▶ _Task requirements_
Count the lines in the rows below that contain the string "jacket", treating uppercase and lowercase as different. Reply with the number only.

Point-based annotation data
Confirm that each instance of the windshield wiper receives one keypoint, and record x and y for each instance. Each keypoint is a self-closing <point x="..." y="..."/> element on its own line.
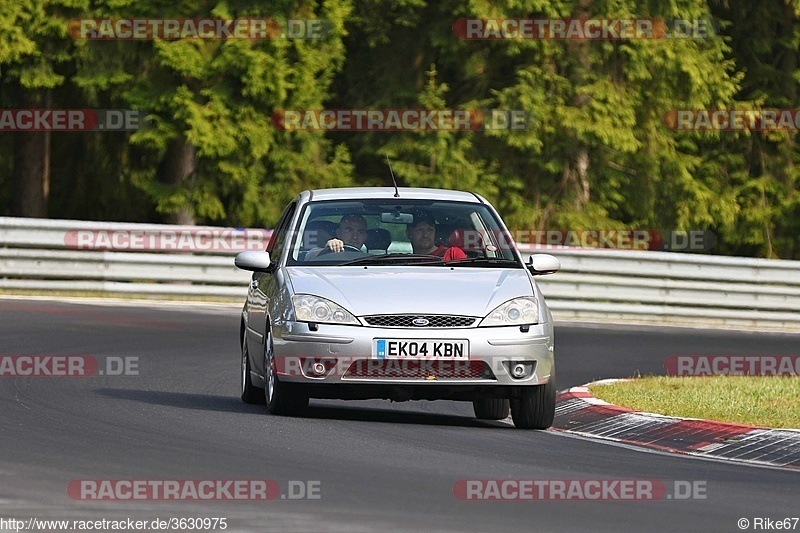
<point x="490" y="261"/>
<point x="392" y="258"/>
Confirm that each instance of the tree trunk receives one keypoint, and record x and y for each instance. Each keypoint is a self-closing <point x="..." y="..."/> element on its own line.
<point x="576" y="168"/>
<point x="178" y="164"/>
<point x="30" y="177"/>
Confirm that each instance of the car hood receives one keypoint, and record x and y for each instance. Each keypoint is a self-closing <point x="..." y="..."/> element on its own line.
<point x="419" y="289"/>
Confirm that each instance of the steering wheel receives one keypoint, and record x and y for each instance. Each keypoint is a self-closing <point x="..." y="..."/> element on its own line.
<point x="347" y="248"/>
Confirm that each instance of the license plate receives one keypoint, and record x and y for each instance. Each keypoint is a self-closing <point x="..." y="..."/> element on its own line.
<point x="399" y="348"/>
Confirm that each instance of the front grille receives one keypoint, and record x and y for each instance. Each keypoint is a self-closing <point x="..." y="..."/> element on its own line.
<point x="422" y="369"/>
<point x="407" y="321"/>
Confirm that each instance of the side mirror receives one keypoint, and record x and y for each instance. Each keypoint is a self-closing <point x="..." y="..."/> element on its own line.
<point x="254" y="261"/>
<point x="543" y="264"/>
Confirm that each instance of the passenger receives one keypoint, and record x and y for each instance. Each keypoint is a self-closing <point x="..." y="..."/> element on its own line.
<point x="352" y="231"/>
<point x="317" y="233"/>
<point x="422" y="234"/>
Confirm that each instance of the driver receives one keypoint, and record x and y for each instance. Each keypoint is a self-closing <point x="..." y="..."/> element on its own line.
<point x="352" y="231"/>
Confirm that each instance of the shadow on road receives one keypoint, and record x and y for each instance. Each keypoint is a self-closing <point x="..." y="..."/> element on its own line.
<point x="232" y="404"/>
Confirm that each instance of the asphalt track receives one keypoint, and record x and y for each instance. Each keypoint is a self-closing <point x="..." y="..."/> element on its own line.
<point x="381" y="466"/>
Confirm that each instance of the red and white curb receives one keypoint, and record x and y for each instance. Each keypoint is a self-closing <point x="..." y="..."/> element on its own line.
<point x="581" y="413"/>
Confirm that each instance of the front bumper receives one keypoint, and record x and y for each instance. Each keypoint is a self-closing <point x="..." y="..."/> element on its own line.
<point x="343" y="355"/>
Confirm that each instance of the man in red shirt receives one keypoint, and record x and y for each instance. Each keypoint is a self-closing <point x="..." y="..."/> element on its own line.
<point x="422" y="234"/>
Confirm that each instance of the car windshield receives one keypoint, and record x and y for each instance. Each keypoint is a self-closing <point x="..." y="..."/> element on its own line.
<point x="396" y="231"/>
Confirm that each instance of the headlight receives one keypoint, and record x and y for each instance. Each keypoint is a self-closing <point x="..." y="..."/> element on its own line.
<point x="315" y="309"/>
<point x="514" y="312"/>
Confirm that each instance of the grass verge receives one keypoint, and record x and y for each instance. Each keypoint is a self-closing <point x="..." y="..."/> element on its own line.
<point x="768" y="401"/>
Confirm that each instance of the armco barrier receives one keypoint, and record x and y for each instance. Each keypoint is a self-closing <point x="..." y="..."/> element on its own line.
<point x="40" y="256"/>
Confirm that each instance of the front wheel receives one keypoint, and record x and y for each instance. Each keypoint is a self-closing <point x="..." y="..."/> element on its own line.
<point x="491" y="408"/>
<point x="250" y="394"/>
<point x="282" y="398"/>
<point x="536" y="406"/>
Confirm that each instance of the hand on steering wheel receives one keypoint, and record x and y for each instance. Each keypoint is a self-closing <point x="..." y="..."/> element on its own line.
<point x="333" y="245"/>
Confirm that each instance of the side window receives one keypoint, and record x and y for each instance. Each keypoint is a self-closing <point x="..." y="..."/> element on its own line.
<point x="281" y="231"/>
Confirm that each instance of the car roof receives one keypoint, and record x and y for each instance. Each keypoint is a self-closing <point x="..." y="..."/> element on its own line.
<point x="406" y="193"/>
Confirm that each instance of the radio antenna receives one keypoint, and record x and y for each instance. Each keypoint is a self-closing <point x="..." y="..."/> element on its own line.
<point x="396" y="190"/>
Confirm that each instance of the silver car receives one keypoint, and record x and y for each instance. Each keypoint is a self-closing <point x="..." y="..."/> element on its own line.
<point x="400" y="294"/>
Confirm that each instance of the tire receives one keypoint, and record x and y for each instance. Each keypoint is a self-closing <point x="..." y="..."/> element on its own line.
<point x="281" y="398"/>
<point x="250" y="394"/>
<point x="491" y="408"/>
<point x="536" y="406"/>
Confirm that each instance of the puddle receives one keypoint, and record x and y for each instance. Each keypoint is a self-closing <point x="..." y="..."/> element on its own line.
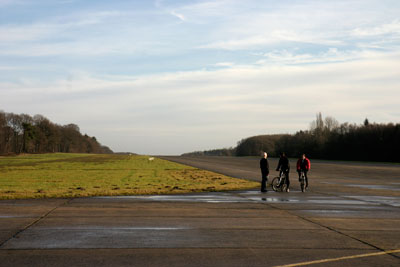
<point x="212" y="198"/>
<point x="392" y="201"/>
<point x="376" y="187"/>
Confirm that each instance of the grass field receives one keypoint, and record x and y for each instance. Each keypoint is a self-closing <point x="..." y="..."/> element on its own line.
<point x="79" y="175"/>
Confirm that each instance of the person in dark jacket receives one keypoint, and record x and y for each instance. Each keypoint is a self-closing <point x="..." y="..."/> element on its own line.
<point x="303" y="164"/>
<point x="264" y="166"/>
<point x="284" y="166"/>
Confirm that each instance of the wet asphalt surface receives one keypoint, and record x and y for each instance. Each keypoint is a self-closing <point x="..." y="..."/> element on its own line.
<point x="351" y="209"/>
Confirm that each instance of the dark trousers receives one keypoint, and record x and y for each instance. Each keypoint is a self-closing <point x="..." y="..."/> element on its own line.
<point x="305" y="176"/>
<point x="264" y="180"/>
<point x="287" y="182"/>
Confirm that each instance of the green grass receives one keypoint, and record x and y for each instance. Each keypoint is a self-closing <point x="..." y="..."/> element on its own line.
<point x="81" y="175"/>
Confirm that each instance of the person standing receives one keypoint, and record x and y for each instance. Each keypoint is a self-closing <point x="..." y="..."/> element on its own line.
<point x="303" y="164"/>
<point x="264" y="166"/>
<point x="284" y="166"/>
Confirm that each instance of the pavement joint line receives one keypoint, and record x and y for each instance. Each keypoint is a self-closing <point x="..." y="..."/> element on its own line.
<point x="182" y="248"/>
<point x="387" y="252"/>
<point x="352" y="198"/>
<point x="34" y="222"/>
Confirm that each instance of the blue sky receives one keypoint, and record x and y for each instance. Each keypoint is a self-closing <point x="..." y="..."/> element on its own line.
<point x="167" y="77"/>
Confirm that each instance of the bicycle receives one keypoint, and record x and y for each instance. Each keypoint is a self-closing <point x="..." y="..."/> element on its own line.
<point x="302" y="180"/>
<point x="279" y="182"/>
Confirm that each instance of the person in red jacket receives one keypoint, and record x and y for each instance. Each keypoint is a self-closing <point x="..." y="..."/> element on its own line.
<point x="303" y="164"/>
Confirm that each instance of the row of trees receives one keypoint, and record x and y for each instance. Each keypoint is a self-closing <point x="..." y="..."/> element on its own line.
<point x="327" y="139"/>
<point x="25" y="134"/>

...

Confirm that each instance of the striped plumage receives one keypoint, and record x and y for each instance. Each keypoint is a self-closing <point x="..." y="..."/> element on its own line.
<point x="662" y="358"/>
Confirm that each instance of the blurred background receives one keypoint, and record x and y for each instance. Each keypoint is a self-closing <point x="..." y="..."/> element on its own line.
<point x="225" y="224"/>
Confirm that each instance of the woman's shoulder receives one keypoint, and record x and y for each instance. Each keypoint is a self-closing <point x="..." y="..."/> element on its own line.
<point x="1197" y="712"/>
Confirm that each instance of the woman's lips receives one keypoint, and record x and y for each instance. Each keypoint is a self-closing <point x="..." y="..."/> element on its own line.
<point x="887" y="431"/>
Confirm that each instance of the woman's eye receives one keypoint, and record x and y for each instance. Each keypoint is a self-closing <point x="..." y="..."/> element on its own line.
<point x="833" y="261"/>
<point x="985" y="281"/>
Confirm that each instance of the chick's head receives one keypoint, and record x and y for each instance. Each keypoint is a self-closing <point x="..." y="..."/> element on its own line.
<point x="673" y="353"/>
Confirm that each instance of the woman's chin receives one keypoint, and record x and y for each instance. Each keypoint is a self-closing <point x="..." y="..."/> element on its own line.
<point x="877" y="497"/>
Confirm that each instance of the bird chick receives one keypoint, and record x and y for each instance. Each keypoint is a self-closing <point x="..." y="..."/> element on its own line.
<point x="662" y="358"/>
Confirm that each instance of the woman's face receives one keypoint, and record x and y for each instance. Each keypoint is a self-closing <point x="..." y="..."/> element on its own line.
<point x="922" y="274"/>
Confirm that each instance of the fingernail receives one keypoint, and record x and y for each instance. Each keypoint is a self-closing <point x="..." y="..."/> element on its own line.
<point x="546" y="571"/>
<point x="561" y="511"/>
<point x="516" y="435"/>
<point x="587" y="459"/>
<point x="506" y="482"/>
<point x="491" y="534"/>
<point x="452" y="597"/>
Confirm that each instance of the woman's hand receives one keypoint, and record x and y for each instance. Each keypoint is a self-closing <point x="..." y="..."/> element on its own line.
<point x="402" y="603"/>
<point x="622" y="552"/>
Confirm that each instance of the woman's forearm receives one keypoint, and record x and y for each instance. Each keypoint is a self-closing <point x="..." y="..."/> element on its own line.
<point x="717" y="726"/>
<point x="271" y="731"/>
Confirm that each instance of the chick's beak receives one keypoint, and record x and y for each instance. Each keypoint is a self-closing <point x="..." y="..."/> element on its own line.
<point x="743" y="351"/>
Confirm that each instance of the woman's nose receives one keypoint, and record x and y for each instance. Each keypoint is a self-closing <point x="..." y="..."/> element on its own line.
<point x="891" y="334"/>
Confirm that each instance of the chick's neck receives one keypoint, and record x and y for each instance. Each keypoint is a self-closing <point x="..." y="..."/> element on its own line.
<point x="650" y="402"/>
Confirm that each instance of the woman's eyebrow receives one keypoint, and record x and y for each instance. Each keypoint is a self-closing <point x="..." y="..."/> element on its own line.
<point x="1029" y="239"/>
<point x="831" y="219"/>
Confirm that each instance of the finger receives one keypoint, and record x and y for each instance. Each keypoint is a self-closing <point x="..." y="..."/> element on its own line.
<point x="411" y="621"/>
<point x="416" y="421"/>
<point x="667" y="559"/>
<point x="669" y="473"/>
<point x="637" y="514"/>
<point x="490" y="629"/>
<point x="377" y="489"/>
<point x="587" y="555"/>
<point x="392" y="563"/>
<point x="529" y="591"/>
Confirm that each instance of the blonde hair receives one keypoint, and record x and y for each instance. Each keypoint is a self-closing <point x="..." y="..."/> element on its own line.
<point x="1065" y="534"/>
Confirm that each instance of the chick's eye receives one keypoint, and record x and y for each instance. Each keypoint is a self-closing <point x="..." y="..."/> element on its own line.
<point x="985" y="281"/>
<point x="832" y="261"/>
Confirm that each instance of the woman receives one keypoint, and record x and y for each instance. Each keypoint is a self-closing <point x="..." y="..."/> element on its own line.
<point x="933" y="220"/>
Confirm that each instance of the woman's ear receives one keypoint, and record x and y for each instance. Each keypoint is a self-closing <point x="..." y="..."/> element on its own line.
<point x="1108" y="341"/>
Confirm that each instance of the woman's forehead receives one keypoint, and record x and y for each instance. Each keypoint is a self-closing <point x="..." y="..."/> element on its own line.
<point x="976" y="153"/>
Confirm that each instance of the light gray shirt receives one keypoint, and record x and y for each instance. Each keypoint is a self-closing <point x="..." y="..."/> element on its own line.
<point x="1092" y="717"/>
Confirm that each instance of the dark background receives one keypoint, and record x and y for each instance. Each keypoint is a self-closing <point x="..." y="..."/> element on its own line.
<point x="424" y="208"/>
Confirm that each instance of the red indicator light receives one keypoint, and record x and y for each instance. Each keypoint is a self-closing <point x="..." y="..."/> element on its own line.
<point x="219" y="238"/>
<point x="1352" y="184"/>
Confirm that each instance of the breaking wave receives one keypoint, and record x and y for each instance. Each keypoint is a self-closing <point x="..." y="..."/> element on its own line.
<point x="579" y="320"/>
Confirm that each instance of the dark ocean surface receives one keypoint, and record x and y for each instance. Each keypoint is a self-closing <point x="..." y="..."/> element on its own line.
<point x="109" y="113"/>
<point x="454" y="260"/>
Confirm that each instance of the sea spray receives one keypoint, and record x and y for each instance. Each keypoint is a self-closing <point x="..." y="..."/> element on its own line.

▶ _Task response_
2